───── DATASET EXCERPTS ─────
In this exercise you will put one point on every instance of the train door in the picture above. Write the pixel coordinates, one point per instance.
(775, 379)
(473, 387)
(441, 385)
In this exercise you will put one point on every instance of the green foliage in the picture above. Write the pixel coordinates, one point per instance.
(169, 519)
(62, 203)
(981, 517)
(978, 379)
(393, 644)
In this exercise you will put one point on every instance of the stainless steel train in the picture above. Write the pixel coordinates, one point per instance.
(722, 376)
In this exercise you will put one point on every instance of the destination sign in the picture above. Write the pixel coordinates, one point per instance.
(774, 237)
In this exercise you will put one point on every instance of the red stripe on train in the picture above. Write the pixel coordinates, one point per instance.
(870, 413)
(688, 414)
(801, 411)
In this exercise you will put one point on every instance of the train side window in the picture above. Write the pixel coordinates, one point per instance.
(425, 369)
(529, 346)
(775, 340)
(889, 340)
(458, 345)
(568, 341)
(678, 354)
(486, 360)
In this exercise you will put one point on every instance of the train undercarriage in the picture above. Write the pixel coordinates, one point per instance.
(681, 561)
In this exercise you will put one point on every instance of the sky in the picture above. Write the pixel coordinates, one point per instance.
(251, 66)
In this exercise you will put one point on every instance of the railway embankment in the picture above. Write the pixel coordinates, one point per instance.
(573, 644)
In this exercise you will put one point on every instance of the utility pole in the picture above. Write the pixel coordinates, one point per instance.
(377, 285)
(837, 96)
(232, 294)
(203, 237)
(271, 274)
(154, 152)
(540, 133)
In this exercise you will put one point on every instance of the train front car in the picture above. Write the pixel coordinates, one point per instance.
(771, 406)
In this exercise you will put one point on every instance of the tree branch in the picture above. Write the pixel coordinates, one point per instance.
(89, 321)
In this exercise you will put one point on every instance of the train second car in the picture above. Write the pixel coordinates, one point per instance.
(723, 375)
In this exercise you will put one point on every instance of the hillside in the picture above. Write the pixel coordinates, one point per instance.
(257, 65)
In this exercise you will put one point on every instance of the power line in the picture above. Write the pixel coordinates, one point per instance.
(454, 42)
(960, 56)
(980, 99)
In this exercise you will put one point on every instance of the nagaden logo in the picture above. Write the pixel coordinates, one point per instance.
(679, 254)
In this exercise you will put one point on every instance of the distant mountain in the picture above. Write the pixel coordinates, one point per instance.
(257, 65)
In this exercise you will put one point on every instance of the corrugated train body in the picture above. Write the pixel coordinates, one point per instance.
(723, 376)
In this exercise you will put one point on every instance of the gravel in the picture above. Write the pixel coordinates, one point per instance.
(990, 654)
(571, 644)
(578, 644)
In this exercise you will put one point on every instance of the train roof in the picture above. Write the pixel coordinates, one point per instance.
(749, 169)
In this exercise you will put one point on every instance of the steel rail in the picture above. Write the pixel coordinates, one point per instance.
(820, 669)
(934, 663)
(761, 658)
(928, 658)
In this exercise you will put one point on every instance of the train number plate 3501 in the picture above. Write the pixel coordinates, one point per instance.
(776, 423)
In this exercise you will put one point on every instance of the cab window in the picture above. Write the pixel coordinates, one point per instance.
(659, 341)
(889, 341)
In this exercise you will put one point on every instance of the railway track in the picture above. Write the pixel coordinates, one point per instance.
─────
* **WHAT IS REQUIRED**
Write out exactly each line of the entries, starting at the one containing "the train number" and finishing with the last line.

* **WRITTEN SOLUTION**
In this exercise you will put one point on every instance of the train number plate 3501 in the picture above. Write the pixel coordinates, one point per instance.
(776, 423)
In this exercise you will put one point on every instance of the cab window in the picture above. Write the pixel coordinates, one point per instance.
(659, 341)
(889, 341)
In this exercise you will put one point on every instance of the railway track in the picture above. Write the pixel coordinates, one point per instance.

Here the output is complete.